# What you will do
Pick out every line of the items below that contains the string "hair", and copy each such line in full.

# Material provided

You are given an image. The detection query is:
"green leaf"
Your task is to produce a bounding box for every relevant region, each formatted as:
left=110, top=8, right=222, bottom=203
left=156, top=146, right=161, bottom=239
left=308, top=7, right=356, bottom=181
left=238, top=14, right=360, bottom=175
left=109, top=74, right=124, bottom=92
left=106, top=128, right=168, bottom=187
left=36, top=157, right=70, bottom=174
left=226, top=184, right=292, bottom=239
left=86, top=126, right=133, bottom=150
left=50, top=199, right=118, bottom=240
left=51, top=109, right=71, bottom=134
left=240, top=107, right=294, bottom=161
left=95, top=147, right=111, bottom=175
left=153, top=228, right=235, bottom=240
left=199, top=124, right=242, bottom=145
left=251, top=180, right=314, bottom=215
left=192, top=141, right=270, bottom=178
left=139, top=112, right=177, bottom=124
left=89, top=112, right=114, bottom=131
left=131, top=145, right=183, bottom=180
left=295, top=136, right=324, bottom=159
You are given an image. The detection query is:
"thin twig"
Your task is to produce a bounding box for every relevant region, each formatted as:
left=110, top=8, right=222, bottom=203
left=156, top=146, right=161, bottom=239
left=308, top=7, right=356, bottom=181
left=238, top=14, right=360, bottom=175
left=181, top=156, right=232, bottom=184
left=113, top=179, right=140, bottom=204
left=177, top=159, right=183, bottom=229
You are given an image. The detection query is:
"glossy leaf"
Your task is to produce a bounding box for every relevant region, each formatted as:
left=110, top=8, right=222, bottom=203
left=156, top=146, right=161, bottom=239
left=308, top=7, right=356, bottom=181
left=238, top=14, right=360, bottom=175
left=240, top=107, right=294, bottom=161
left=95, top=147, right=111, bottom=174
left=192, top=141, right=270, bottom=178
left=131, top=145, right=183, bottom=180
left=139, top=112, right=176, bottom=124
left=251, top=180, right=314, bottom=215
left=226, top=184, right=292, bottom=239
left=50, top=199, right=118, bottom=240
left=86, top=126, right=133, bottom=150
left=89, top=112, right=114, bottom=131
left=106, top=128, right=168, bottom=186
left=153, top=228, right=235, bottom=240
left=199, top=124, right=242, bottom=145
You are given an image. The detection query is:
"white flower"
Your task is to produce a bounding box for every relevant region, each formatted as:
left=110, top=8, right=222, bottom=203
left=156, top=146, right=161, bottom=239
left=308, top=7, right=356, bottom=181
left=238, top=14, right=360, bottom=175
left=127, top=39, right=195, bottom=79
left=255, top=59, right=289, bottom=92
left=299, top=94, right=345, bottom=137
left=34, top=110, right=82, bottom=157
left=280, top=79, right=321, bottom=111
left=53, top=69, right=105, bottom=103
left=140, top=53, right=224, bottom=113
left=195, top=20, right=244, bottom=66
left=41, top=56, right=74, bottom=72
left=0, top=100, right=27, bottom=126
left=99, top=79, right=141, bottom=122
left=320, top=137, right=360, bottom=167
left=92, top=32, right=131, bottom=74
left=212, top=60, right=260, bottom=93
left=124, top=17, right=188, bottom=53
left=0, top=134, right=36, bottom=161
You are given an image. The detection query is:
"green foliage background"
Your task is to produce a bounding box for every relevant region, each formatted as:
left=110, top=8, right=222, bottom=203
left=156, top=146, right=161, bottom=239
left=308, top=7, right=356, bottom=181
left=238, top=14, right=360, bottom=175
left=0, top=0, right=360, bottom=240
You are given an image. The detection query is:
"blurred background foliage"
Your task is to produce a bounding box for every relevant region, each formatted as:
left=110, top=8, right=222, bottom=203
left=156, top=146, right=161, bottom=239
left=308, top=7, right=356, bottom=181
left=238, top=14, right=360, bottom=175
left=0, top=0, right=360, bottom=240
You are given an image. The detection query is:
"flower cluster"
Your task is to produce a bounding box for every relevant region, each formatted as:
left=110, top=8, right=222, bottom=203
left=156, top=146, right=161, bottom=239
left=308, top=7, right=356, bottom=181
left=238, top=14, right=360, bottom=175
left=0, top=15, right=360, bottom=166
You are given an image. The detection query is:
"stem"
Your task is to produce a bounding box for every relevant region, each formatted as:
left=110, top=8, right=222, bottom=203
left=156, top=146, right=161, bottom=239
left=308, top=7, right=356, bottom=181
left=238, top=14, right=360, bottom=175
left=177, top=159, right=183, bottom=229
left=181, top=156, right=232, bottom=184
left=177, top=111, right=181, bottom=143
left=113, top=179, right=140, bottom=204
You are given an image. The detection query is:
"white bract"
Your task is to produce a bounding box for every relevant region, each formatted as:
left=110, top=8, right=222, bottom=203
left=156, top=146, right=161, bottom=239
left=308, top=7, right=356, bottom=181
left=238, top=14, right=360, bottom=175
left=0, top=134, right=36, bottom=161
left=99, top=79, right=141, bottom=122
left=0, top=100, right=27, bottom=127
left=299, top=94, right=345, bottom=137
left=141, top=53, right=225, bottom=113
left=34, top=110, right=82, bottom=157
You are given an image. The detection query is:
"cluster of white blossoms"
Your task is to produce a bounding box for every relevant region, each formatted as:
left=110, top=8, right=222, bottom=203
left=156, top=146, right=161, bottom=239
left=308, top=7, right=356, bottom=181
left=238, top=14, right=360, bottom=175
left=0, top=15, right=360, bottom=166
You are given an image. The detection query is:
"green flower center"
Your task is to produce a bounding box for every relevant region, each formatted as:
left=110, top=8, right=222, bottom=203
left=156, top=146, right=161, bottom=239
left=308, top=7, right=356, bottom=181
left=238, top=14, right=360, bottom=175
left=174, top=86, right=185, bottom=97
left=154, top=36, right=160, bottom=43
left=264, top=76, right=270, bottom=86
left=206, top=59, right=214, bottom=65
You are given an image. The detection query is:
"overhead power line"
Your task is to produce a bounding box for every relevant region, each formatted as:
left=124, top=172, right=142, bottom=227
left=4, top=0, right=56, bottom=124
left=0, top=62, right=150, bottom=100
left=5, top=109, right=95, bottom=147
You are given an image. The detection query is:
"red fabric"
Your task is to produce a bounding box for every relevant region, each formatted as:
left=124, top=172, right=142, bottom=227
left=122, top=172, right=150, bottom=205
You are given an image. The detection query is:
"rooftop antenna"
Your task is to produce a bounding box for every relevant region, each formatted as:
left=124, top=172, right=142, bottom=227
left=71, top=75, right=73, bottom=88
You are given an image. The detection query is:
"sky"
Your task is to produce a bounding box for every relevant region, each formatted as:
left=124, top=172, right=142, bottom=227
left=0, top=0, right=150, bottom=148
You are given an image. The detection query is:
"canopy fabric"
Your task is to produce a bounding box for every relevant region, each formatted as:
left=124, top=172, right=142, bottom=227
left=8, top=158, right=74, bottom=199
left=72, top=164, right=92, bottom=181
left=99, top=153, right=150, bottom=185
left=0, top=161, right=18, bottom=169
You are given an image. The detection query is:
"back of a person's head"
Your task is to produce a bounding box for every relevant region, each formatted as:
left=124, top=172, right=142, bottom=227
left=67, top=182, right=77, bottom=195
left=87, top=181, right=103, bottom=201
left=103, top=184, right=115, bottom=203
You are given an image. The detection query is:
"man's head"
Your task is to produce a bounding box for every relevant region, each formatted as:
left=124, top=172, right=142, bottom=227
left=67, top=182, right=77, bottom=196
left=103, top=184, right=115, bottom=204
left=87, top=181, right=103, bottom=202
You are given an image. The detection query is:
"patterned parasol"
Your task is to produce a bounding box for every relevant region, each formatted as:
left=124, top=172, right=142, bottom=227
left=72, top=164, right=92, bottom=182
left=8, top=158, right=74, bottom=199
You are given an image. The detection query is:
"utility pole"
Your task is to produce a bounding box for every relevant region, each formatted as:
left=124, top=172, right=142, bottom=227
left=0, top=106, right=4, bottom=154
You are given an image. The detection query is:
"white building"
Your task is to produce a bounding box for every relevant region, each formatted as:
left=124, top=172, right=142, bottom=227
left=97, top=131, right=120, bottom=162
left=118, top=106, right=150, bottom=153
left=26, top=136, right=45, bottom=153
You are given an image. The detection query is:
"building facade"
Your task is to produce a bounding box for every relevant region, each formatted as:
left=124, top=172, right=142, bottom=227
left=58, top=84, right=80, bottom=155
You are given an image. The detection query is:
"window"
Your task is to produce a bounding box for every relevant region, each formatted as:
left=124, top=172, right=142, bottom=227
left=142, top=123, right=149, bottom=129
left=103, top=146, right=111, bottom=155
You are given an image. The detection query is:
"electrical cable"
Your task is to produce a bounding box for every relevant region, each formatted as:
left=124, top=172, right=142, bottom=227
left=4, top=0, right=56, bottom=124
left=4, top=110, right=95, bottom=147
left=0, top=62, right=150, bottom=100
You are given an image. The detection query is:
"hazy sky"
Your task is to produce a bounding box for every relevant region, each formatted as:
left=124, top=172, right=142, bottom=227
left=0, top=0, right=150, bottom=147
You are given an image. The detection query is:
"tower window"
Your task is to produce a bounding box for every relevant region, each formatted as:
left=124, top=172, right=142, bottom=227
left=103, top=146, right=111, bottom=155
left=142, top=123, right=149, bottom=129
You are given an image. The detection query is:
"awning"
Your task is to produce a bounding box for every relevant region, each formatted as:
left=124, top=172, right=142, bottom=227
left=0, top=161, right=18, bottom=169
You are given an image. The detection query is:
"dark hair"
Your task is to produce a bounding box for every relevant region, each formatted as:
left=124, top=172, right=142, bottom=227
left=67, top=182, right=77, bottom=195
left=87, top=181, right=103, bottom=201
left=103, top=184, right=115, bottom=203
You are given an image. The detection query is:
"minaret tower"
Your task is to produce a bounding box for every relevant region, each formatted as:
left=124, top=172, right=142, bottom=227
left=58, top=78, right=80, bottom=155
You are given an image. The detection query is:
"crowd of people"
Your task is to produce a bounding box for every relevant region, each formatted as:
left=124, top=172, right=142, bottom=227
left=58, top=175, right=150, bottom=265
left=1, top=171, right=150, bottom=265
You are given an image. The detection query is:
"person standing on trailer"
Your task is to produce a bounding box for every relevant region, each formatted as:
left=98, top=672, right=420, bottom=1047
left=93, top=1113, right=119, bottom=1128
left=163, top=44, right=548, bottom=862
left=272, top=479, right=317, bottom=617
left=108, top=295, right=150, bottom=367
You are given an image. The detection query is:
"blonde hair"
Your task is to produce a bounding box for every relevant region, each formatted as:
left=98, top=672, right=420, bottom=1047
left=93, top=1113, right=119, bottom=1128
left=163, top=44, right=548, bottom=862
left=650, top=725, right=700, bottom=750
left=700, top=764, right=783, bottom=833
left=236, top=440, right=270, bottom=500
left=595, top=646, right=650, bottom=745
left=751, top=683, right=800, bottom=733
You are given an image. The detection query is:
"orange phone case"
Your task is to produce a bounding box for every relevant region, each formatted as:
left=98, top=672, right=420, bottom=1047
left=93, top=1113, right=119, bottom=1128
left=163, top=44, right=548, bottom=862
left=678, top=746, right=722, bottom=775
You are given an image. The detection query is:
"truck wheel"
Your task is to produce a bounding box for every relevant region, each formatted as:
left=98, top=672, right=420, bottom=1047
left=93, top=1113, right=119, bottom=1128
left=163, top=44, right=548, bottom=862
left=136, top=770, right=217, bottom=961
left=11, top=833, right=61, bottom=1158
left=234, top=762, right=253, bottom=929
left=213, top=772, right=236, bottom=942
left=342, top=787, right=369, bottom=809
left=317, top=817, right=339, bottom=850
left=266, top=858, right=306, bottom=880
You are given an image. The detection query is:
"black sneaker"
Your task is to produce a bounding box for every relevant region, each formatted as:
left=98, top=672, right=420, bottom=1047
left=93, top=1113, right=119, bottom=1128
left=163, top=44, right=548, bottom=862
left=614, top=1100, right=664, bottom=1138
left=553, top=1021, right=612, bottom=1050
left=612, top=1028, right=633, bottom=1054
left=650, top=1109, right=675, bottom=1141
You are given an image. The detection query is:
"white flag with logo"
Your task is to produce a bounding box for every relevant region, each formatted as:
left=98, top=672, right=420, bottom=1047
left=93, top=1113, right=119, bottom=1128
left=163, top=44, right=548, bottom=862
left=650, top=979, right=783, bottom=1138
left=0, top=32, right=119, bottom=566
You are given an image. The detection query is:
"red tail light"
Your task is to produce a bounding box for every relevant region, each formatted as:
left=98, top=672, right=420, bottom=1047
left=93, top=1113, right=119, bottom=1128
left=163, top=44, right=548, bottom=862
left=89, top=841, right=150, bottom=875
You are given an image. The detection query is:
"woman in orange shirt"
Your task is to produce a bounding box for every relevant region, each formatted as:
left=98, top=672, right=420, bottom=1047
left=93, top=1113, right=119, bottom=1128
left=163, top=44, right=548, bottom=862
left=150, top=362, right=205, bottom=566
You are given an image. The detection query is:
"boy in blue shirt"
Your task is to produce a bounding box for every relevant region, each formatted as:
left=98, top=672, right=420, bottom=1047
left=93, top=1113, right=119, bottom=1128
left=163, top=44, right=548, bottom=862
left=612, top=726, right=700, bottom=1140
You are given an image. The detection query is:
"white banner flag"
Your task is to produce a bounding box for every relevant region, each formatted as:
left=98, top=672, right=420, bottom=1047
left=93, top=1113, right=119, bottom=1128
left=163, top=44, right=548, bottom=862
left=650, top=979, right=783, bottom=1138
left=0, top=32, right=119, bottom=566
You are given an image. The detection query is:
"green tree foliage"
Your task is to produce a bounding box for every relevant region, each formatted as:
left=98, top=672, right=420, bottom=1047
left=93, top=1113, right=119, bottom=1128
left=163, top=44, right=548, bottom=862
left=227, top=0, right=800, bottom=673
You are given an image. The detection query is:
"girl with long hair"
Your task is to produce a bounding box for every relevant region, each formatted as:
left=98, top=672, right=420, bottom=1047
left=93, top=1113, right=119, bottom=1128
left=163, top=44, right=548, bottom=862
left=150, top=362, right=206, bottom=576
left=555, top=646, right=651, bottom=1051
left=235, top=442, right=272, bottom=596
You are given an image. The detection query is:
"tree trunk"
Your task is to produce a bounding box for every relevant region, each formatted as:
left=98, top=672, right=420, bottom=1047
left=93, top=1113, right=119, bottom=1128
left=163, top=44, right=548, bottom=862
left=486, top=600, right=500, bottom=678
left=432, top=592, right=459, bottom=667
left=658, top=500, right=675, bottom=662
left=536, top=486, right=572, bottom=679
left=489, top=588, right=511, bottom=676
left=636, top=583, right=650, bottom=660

# Output of the task
"dark hair"
"blonde hair"
"girl with long hair"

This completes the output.